-- begin DOCUMENT EXTRACT --
# 2 SSD drives in RAID 0 vs 2 Velociraptors in RAID 0



## KBD (Aug 9, 2008)

I'm planning on going RAID 0 soon, and i'm curious to know whether 2 OCZ SSD drives in RAID 0 will outperform 2 Velociraptors in RAID 0. 

I'm thinking of getting these 64GB drives:

http://www.newegg.com/Product/Product.aspx?Item=N82E16820227344

That's $239 after MIR (i think that qualifies as a hot deal, dont you think?), Velociraptors are $289 each right now, so SSDs will cost me a little less. I dont need a lot of GBs, 128GB from 2 OCZ boot drives is enough for me, no sense in getting 600GB that 2 Velociraptors will give me. So which ones will give better performance? I havent seen any benchies yet.


----------



## flclisgreat (Aug 10, 2008)

SSD drives


----------



## KBD (Aug 10, 2008)

Any benchies you can point to? I looked (not very hard though) but didnt see benchies or reviews for the OCZ drives.

Another question comes to mind as well, how would i fit the 2.5" OCZ drive into my 3.5" bay, are there any adaptors for that?


----------



## Widjaja (Aug 10, 2008)

There is a test done on them somewhere but I can't remember where it is.

Apparently the SSD drives are really quick at loading up windows but when it comes to loading in games there is no difference.

In the review they tested the loading times of F.E.A.R between a standard HDD and the SSD.

But I don't remember the tet being done in raid config.


----------



## KBD (Aug 10, 2008)
-- end DOCUMENT EXTRACT --
-- begin SUPPLIED ENTRIES --
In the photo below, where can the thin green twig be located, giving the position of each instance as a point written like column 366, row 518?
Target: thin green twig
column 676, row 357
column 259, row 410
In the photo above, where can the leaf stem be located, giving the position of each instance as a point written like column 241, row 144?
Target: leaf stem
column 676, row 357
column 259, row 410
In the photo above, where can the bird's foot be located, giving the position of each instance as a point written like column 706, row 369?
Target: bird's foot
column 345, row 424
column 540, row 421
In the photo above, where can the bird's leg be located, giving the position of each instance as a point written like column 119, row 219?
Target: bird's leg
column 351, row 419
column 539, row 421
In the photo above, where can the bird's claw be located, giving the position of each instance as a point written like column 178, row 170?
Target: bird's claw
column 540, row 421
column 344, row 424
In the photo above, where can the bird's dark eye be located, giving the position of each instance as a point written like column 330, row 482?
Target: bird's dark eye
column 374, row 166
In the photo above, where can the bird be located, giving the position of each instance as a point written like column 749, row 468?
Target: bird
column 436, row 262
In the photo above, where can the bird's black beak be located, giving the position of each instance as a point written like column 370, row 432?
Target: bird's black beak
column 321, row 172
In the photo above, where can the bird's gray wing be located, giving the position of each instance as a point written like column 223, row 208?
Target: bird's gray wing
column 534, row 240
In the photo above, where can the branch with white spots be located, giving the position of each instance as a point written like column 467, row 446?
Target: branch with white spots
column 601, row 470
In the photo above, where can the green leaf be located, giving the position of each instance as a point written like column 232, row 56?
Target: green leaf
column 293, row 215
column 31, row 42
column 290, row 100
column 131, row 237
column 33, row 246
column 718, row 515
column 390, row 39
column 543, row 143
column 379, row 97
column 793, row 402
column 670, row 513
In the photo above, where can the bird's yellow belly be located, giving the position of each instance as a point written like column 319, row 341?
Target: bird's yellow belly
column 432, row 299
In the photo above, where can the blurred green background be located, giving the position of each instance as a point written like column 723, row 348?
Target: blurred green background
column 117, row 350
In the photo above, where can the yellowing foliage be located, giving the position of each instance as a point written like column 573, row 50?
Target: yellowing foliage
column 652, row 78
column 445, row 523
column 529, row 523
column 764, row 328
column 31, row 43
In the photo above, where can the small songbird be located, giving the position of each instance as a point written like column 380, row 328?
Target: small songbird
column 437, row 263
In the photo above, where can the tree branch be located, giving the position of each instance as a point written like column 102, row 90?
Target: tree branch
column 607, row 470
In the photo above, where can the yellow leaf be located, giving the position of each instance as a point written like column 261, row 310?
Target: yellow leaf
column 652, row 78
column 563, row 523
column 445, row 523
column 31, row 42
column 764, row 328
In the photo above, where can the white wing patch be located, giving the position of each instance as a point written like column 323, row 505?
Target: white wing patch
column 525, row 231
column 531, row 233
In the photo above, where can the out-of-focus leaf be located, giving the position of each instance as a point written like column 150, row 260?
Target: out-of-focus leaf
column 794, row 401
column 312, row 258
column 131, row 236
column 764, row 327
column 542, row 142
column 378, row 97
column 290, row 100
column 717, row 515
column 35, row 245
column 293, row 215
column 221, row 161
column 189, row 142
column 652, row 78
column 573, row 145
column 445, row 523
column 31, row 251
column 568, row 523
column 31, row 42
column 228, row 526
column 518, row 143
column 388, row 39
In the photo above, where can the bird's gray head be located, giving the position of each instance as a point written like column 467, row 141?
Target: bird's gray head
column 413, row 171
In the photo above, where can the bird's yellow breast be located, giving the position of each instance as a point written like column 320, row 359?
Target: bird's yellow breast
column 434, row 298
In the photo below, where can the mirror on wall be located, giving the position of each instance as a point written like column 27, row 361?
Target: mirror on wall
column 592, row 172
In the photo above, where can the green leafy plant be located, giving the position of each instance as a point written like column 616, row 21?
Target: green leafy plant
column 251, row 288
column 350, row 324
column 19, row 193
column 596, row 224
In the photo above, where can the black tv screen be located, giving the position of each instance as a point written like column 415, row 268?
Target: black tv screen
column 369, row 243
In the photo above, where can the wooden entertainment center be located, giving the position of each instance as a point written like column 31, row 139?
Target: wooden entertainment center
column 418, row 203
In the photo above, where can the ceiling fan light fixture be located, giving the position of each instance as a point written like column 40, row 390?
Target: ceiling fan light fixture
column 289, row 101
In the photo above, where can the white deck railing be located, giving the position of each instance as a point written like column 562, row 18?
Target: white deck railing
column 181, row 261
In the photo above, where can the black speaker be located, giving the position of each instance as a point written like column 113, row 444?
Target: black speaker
-- end SUPPLIED ENTRIES --
→ **REQUIRED WORK**:
• a. Extract the stretch of the RAID 0 forum thread from "http://www.newegg.com/Product/Product.aspx?Item=N82E16820227344" through "any benchies yet.", word for word.
• b. Write the next part of the RAID 0 forum thread, picking up right after its last line.
The listing has no connection to the RAID 0 forum thread.

→ **RESULTS OF THE TASKS**:
• a.
http://www.newegg.com/Product/Product.aspx?Item=N82E16820227344

That's $239 after MIR (i think that qualifies as a hot deal, dont you think?), Velociraptors are $289 each right now, so SSDs will cost me a little less. I dont need a lot of GBs, 128GB from 2 OCZ boot drives is enough for me, no sense in getting 600GB that 2 Velociraptors will give me. So which ones will give better performance? I havent seen any benchies yet.

• b.
I finally found some comparisons of the two. Here is a sneak preview done by HotHardware:

http://www.hothardware.com/News/OCZ_Core_Series_SSD_Vs_VelociRaptor_Sneak_Peek/

SSD are def faster, in fact, on some occasions they greatly outpace the WD drives. So i'll be grabbing 2 of these soon.

Still would like to know if there are any adaptors to 3.5" that will allow me to fit these in my bay.


----------



## aCid888* (Aug 19, 2008)

you better be getting Crossfire 4870s or at least a single 4870X2 so you can make it one hell of a beast! 

even a GX2/280GTX in SLI will do too 

oh and i forgot to add that these SSD drives kick ass, they have sustained Read/Write times far exceeding that of normal HDDs...and for the price they are even more of a steal...if you don't need masses of storage space, and you want cool drives that will kick ass for many years to come (i expect, unless some technology is discovered on Mars that revolutionizes the world)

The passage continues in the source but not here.